• [Do this]
Update all the records below so that every instance of "screenshot" reads "image" and everything else stays the same. Omit the pictures from your answer.

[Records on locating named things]

# # # # #

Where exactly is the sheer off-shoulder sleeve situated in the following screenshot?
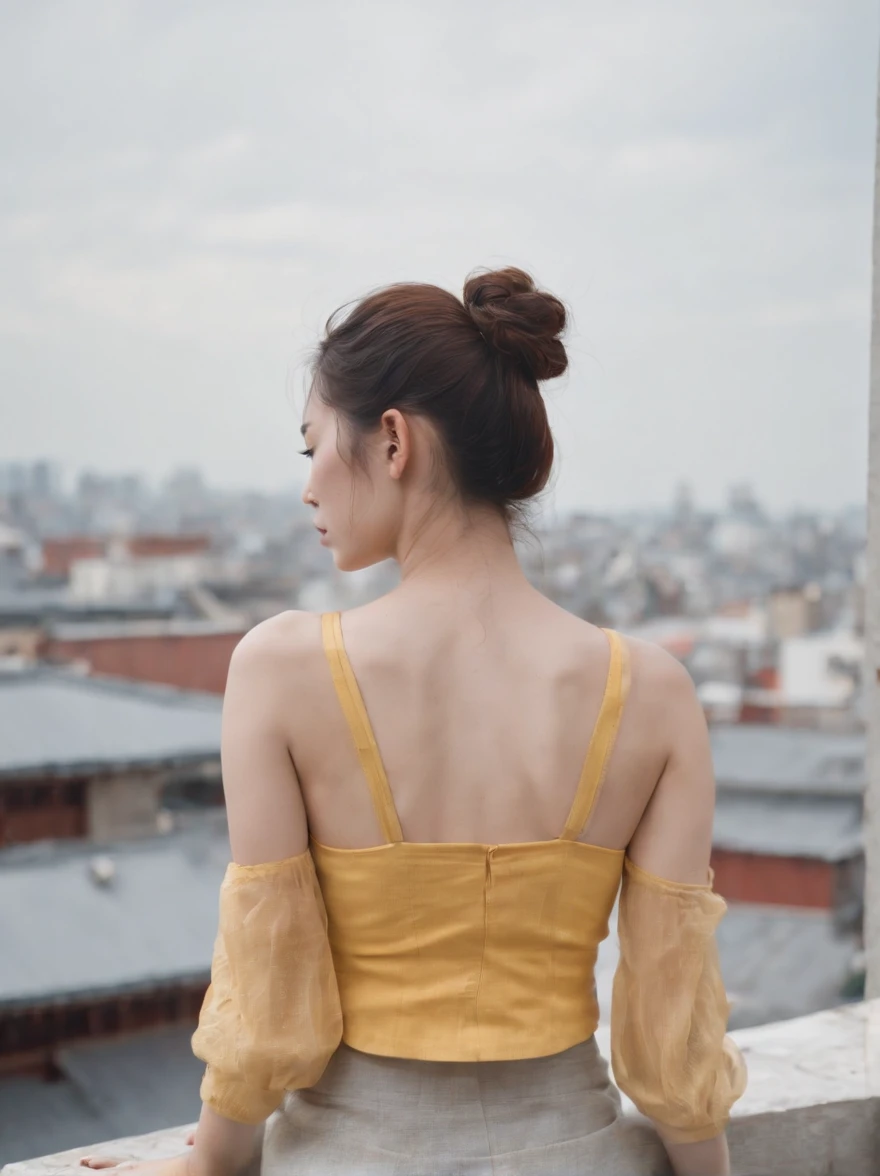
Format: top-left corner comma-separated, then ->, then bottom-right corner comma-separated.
193,850 -> 342,1124
611,860 -> 746,1143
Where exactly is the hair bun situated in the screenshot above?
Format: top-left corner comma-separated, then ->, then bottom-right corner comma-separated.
464,266 -> 568,380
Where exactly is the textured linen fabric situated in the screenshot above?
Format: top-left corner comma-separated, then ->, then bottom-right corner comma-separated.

# # # # #

• [The result]
Where exactly is the sheer off-shoulder sleeve situated in the following image?
Format: top-left corner comma-separated, then ->, then bottom-right corner comma-separated.
193,850 -> 342,1124
611,860 -> 746,1143
Where exactly is the hair bun situated in the image above?
Format: top-left corner comma-separated, then ->, then bottom-right corner comma-separated.
464,266 -> 568,380
Where exactly is the textured linen fabric situated in the image above?
Format: top-left corner comma-separated, then ->, then bottom-right corner comma-separated.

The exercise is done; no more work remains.